• Article
____

You have seen the number of posts on this site where people are asking if $$$$ hand made capacitors are worth the money over mass produced (and consistent) components, convinced that spending huge amounts on passives will somehow tune the performance?
But of course. And, yes, I do roll my eyes when someone says, "you must _____ as it is clearly better" versus "you know, it's my money and I enjoy ______".
There are some awfully decent passives out there now. Although they are not dirt cheap they are a modest cost adder.
Among active components, if 8-legged beasties with great performance are either too expensive or lacking sufficient drive capability or noise performance, hybrids or even all-discrete circuits are potentially somewhat less expensive. But one has to know what one is doing.
Among active components, if 8-legged beasties with great performance are either too expensive or lacking sufficient drive capability or noise performance, hybrids or even all-discrete circuits are potentially somewhat less expensive. But one has to know what one is doing.

____

[Collected data entries]
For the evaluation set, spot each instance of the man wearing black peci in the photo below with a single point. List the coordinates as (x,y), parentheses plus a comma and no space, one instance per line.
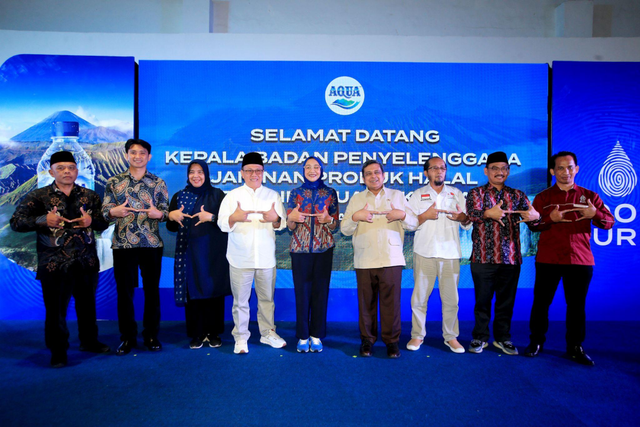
(64,215)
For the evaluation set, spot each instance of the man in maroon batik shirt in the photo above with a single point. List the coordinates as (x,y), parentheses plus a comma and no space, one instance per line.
(564,252)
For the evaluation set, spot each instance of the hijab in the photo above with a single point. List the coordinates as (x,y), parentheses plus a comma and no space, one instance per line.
(206,185)
(317,183)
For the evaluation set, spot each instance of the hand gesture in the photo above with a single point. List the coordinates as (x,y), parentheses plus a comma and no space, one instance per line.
(55,220)
(121,211)
(496,213)
(558,216)
(429,214)
(203,216)
(84,221)
(271,215)
(395,214)
(323,216)
(239,215)
(587,213)
(363,214)
(152,211)
(457,216)
(178,215)
(527,216)
(296,216)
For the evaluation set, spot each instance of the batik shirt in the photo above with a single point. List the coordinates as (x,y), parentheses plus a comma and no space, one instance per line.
(136,230)
(311,236)
(492,242)
(61,248)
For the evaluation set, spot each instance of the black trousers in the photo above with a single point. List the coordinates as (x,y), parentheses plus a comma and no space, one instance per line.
(575,281)
(126,263)
(204,317)
(501,280)
(57,290)
(384,284)
(311,278)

____

• Set exercise
List the shortcomings of high-performance 8-legged parts that, according to the forum thread, could make hybrids or all-discrete circuits the less expensive option.

• Solution
- Being too expensive
- Lacking sufficient drive capability
- Lacking sufficient noise performance